** SOURCE EXTRACT follows **

Jacky Strenz

Jagoda Bednarsky / Laura Schawelka / Giovanni Sortino

13 Jul - 31 Aug 2013

Installation view by Wolfgang Günzel
JAGODA BEDNARSKY
LAURA SCHAWELKA
GIOVANNI SORTINO
13 July - 31 August 2013

Jagoda Bednarsky

Photography and painting coalesce as fluently as oil and water – none at all, that is. Since first attempts to unify both dimensions of reality at the beginning of the 20th century most endeavours have failed due to the incompatibility between the manual surface on one hand and the chemically, resp. digitally created one on the other. Any visual approximation makes their contraction still more salient.
Instead of continuing to pursue the unification of different aggregate states, Bednarsky adds additional voices until cacophony turns into a unified variety.
Velvet, hardly nuanced planes of indeterminate depth are activated by unruly gesture. Transparent and opaque areas of glacial and fiery temperatures encompass and overlap pictures of yoga-postures, whose black and white surroundings create a buffer zone against charging colors.
The asanas' symmetry and explicitly vertical direction is reinforced by superimposed grids, along with the upside-down-turn of the bodies, having one athlete jump against the ceiling while another one is dangling downward like a beefy bat.
The variety of the sometimes almost sculptural structures along with their underlying motivity, ranging from steady strokes to sweeping hatchings and electrified twitches, remains consolidated by one dominating figure.
But more important than affiliating the latter to some floor plan, garment or marine creature is the decontextualizing of the elements which makes it possible to conceive representational forms as autonomous shapes.
The compilation of the individual paintings corresponds to the concept of a curated collection, meaning a gathering of independent constituents entering in different relationships.

Laura Schawelka

In order to depict himself on one and the same canvas as the King of Spain, Velàzquez had the royal couple appear in a mirror, thereby rendering them considerably smaller than his own frame in the foreground. Laura Schawelka applies this strategy the other way round but to a similar effect by photographing the reflection of her face on the picture of a film star in a shop window.
Using the example of the presentation of consumer goods through photography, Schawelka deals with the art of seduction - so essential for efficient advertising – and with its failure.
The poorly masked symbolism of sexual reproduction, which determines the window dressing, as well as the celebration of the senses heralded by ads for cosmetics and sweets, bear witness to the money spinning capacity of erotic signals.
The artist leaves no doubt that the succeeding arrangements, featuring semi-luxury foods, lack the cogency of successful fiction. Sundaes and cocktails evoke features of 1960ies flagships like the milk bar and the private swimming pool, without unifying these separate attribute in favour of a coherent atmosphere.

** End of SOURCE EXTRACT **
** DATASET ENTRIES follows **

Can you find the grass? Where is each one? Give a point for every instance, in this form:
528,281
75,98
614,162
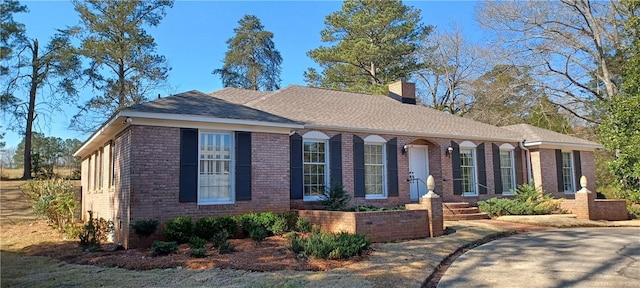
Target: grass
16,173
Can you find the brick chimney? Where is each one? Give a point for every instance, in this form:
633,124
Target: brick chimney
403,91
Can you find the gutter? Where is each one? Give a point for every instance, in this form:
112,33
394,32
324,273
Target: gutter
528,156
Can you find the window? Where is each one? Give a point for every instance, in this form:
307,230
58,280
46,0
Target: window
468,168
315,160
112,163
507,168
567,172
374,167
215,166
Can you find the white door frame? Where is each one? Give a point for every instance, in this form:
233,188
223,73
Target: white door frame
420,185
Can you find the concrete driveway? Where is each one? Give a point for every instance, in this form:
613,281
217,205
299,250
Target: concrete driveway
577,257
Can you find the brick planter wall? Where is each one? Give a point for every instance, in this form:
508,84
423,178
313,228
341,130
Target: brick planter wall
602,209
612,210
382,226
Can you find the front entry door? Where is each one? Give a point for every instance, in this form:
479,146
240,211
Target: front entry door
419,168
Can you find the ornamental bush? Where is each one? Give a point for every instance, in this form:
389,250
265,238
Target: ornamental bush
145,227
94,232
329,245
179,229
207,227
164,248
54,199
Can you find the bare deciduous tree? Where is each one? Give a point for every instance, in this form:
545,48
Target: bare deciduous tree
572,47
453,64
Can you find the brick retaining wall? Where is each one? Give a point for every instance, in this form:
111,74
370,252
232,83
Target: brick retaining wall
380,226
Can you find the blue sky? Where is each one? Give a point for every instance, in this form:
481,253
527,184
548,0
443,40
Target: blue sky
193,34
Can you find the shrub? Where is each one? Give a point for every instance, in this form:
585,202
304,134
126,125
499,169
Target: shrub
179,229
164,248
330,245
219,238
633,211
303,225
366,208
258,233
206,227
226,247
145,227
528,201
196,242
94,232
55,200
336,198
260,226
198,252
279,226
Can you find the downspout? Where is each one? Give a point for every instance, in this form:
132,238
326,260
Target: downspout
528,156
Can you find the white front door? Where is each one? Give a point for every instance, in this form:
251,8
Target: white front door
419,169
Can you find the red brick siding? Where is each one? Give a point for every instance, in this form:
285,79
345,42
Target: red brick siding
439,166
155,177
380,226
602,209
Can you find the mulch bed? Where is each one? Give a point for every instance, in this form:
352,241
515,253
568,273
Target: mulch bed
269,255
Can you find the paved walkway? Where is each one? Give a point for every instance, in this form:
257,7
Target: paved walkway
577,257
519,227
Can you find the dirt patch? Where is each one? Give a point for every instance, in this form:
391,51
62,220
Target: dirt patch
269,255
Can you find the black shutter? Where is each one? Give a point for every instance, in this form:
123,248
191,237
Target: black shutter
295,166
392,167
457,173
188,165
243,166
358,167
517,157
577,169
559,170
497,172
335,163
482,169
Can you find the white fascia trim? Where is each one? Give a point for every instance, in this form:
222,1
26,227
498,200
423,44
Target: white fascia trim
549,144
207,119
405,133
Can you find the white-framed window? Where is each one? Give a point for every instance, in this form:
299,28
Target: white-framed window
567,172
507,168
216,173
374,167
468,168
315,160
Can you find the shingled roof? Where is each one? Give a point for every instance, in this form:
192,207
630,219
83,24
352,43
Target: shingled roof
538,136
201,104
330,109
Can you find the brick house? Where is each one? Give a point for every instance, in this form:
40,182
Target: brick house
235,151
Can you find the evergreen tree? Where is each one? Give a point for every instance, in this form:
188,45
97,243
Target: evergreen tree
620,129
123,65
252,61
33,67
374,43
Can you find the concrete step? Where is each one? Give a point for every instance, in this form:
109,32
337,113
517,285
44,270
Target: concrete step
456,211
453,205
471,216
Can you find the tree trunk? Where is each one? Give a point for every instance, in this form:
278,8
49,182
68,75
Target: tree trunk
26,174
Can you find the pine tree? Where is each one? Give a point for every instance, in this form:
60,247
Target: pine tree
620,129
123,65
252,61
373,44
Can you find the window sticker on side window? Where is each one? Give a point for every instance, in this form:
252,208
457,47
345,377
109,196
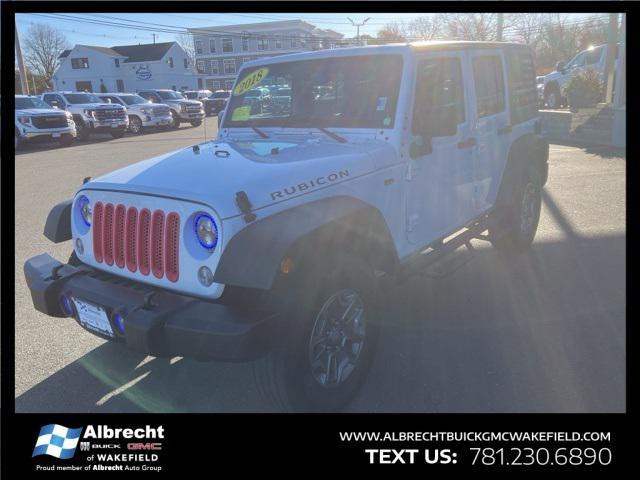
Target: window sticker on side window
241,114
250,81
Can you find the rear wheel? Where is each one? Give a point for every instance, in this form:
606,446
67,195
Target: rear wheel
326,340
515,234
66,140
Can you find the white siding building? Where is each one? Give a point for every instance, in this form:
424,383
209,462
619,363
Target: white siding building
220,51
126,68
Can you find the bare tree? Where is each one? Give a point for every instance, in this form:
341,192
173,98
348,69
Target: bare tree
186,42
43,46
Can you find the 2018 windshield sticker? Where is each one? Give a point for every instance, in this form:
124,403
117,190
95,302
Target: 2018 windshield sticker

** End of DATASET ENTRIES **

▶ _DIRECTIONS_
Name the three artists whose work the Jacky Strenz exhibition text lists for 13 July to 31 August 2013.

▶ _OUTPUT FOR THIS TASK_
Jagoda Bednarsky, Laura Schawelka, Giovanni Sortino